EM NOME DE DEUS (ES),
DO CAOS E DO ESPÍRITO INSANO

Nem a alegria disfarçada dos que odeiam o imperialismo norte-americano. Nem o lamento de quem acha que os Estados Unidos são coitadinhos à mercê de terroristas inescrupolosos. Nem uma coisa, nem outra. Muito pelo contrário. A série de atentados terroristas que derrubou os símbolos do poder econômico e militar dos Estados Unidos - os prédios do World Trade Center e do Pentágono - deveria merecer uma reflexão mais profunda de quem comanda a política internacional. E também dos formadores de opinião. Reflexão sobre a que ponto podem levar os radicalismos religiosos e, também, a força centralizadora do poder mundial nas mãos de um único país. Infelizmente, as avaliações não estão indo por aí. Ou se comemora absurdamente o fato, ou se utilizam do número de mortes acontecido para chamar os terroristas de diabos do mundo moderno.

No caso dos terroristas, nada justifica as cenas que vimos terça-feira na televisão. Mahatma Gandhi, líder pacifista que contribuiu  decisivamente para a independência da Índia apenas com a força do verbo, já pregava a não-violência como forma mais lógica e racional para se conseguir atingir os objetivos visados. Caso sejam palestinos os responsáveis pelos atos de terror nos Estados Unidos (como tudo leva a crer), lamenta-se até que ponto chegue o fanatismo religioso. Não é à toa que eles utilizam atitudes kamicases para reforçarem seus ideais, que não têm nada de cristãos. A intransigência religiosa parece ser um dos grandes males deste século que se inicia. Recentemente, aqui mesmo em João Pessoa, evangélicos invadiram a seara alheia numa procissão  católica e quase provocam confusão. Nas repartições, adeptos das mais diversas religiões travam acaloradas discussões sobre os dogmas bíblicos. Tudo em nome de Deus. Como se Deus não estivesse acima de todas as religiões! Como se Deus não condenasse discriminações religiosas em torno do seu nome! Como se Deus não fosse contra toda e qualquer manifestação de violência!

_Itens fornecidos_
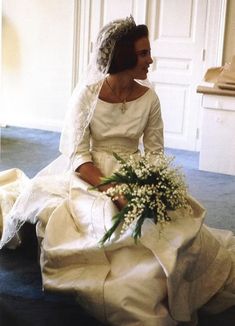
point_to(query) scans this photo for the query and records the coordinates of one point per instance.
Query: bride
(164, 278)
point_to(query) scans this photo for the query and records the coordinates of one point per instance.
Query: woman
(165, 277)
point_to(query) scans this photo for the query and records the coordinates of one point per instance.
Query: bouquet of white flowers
(151, 185)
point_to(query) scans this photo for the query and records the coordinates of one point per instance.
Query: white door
(178, 39)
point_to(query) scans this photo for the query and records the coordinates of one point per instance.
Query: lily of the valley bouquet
(151, 185)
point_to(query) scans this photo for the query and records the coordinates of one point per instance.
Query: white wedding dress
(161, 280)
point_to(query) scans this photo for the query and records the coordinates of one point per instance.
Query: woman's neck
(121, 82)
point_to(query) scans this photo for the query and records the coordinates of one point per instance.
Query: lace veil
(85, 94)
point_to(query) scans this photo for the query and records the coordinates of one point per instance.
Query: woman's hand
(121, 202)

_Problema proposto_
Reproduza fielmente o trecho do artigo sobre os atentados nos Estados Unidos entre "Nem a alegria" e "do mundo moderno.", inclusive. Os itens não têm qualquer papel nesta tarefa.

_Resultado_
Nem a alegria disfarçada dos que odeiam o imperialismo norte-americano. Nem o lamento de quem acha que os Estados Unidos são coitadinhos à mercê de terroristas inescrupolosos. Nem uma coisa, nem outra. Muito pelo contrário. A série de atentados terroristas que derrubou os símbolos do poder econômico e militar dos Estados Unidos - os prédios do World Trade Center e do Pentágono - deveria merecer uma reflexão mais profunda de quem comanda a política internacional. E também dos formadores de opinião. Reflexão sobre a que ponto podem levar os radicalismos religiosos e, também, a força centralizadora do poder mundial nas mãos de um único país. Infelizmente, as avaliações não estão indo por aí. Ou se comemora absurdamente o fato, ou se utilizam do número de mortes acontecido para chamar os terroristas de diabos do mundo moderno.